[Extracted data entries]
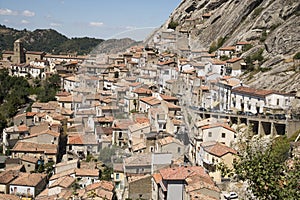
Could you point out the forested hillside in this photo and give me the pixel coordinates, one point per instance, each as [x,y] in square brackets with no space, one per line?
[47,40]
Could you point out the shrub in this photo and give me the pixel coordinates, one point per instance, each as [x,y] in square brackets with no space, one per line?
[173,24]
[297,56]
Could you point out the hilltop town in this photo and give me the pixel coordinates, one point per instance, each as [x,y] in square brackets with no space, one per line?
[153,122]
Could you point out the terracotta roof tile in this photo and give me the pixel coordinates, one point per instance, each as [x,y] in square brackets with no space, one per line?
[168,140]
[35,147]
[28,179]
[228,48]
[65,182]
[157,177]
[7,176]
[233,60]
[150,100]
[142,120]
[217,125]
[142,91]
[181,173]
[252,91]
[29,159]
[106,185]
[87,172]
[218,149]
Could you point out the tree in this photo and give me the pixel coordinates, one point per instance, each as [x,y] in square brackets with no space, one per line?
[264,166]
[173,24]
[106,154]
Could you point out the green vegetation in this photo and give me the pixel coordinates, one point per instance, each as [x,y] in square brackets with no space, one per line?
[47,89]
[263,36]
[14,92]
[297,56]
[247,47]
[106,154]
[256,56]
[173,24]
[266,169]
[216,45]
[257,12]
[106,173]
[224,57]
[47,40]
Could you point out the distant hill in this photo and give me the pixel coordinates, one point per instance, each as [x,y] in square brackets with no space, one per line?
[47,40]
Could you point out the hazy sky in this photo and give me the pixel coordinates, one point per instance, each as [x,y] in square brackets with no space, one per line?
[92,18]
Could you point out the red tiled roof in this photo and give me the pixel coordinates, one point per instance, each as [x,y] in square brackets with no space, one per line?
[233,60]
[181,173]
[242,43]
[228,48]
[150,100]
[28,179]
[218,149]
[218,62]
[35,147]
[252,91]
[142,120]
[157,177]
[168,98]
[217,125]
[142,91]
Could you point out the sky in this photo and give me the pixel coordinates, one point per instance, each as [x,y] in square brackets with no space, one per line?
[103,19]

ACTIVITY =
Reply with an exact copy of the lines running from the one containing "Could you point out the hazy" through the end of the entries above, both ends included.

FINISHED EXERCISE =
Could you point out the hazy sky in this photo and give me the pixel coordinates, one point per instance, each as [x,y] in square brackets with no space, one per line?
[92,18]
Could you point out the red tiled roof in this photo and give me the pixel coordinates, one point per instance, each as [x,y] in square brackets with no space, one per line?
[233,60]
[181,173]
[242,43]
[228,48]
[150,100]
[28,179]
[218,149]
[218,62]
[35,147]
[252,91]
[142,120]
[157,177]
[168,98]
[217,125]
[142,91]
Could you point out the sky in this photo and give me the pixel coordinates, one point per instance, each as [x,y] in square brackets with no space, one per line?
[103,19]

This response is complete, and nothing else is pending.